Task 1
In the press release about the Veterans Administration fraud charges, what company did Angela Hunter co-own?
Task 2
From the press release about the Veterans Administration fraud charges, extract the passage starting at "The 11-count indictment, returned" and ending at "company never provided.".
Task 3
Write what comes next in the press release about the Veterans Administration fraud charges, picking up after its last sentence.

::: Passage for review :::

HOUSTON – Two Houston women have been taken into custody on charges they committed fraud against the Veterans Administration (VA) by generating purchase orders for fictitious goods and services, announced U.S. Attorney Ryan K. Patrick.
Authorities arrested Eduora McDaniel aka Eudora McDaniel, 75, today, and she is expected to make her initial appearance before U.S. Magistrate Judge Nancy Johnson at 1:00 p.m. Co-defendant Angela Hunter aka Angelia Hunter, 53, is expected to appear in federal court Thursday at 2:00 p.m.
The 11-count indictment, returned June 7, 2018, alleges McDaniel was a prosthetics representative at the VA, while Hunter co-owned Divine Iron Works – a company that was an approved VA prosthetics vendor. They allegedly entered into an agreement to split VA payments for goods and services Hunter’s company never provided.

::: Data for analysis :::

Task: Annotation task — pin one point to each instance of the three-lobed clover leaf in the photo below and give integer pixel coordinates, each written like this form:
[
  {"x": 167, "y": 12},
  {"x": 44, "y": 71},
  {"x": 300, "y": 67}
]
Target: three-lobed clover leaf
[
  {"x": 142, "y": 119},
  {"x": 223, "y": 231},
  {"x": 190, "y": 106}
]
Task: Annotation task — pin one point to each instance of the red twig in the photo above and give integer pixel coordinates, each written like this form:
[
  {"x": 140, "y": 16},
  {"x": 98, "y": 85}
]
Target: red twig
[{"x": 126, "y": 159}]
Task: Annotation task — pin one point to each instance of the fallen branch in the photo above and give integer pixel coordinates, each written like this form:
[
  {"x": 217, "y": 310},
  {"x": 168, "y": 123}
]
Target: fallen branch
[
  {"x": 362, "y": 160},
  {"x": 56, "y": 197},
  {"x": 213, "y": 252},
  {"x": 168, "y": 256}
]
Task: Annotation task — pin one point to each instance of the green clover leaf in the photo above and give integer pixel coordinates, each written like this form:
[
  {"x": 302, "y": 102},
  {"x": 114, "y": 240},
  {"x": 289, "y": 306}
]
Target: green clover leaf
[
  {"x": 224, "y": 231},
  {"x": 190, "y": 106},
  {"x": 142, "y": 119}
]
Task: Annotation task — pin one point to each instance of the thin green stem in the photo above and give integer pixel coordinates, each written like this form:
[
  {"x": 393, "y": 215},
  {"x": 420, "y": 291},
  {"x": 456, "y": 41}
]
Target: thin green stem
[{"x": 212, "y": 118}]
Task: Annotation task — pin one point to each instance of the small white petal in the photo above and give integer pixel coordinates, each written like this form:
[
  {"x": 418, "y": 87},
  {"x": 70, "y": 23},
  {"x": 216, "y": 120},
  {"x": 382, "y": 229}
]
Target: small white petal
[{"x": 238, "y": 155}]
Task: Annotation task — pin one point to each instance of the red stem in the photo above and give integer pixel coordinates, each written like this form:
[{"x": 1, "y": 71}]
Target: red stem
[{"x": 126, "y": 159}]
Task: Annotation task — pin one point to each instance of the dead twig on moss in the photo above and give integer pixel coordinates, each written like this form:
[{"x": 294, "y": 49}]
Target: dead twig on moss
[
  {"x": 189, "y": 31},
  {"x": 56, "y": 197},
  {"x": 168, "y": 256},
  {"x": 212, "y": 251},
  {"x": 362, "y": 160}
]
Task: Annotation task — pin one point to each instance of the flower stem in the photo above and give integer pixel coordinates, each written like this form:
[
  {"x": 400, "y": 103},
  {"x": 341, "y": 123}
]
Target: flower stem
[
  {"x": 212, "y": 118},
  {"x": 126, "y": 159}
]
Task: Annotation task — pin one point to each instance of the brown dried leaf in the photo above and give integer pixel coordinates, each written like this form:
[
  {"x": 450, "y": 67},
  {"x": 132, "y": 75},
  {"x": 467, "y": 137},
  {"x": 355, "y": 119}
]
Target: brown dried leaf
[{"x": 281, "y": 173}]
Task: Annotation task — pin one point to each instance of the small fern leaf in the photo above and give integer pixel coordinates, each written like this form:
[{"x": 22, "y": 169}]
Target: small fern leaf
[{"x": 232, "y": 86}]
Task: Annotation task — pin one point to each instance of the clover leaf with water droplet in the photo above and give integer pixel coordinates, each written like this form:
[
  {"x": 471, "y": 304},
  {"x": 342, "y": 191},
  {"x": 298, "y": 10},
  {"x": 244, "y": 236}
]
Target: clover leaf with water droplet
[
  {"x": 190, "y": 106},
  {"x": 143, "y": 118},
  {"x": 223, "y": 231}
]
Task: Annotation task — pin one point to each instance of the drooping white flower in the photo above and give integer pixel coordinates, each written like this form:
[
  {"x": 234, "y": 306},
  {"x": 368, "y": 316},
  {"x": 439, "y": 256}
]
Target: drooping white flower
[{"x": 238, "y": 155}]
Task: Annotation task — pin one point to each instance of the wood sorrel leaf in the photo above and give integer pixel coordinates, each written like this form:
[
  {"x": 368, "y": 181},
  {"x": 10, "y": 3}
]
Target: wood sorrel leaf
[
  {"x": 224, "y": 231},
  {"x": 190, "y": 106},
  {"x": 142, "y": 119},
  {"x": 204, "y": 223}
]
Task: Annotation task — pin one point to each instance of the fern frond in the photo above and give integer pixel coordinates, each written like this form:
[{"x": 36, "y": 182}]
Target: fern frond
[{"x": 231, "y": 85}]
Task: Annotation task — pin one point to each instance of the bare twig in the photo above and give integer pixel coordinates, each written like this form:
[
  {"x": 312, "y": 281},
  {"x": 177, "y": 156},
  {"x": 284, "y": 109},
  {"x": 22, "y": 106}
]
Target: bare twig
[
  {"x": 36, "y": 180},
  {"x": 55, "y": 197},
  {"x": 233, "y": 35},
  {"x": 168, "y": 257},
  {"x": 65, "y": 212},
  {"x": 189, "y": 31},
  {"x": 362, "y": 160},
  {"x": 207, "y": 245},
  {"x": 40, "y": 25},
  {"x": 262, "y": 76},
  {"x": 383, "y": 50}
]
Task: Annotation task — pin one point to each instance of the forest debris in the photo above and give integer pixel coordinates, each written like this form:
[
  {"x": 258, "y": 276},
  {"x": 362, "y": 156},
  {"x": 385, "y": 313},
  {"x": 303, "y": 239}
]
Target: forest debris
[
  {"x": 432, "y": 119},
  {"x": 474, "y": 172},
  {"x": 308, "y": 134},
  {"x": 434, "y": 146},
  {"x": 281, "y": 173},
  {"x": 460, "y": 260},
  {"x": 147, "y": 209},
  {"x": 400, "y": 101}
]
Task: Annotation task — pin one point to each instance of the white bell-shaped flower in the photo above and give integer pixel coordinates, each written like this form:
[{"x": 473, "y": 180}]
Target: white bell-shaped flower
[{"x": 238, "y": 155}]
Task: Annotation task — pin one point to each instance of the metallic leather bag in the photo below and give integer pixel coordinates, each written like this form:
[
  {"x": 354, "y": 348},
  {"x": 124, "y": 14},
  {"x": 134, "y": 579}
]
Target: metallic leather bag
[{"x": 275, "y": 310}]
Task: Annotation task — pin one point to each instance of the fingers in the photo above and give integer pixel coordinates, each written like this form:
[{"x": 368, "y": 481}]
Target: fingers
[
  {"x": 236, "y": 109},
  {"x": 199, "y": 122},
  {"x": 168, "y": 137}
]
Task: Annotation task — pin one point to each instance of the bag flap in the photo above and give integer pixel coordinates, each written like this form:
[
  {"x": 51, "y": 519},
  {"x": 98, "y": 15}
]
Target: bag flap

:::

Answer box 1
Divine Iron Works

Answer box 2
The 11-count indictment, returned June 7, 2018, alleges McDaniel was a prosthetics representative at the VA, while Hunter co-owned Divine Iron Works – a company that was an approved VA prosthetics vendor. They allegedly entered into an agreement to split VA payments for goods and services Hunter’s company never provided.

Answer box 3
While Divine Iron Works was an approved vendor to provide prosthetic goods and services for the VA, the company was effectively defunct from January 2011 to December 2014 and provided no actual goods or services, according to the charges. The indictment alleges that as a VA prosthetics representative, McDaniel had the authority to obtain prosthetic goods and services if a Veterans Administration physician found it medically necessary, which she was authorized to pay using a government-issued VISA credit card. McDaniel allegedly created bogus purchase orders for Hunter’s company, which Hunter used to obtain payment on McDaniel’s government credit cards. McDaniel and Hunter split the payments according to the charges.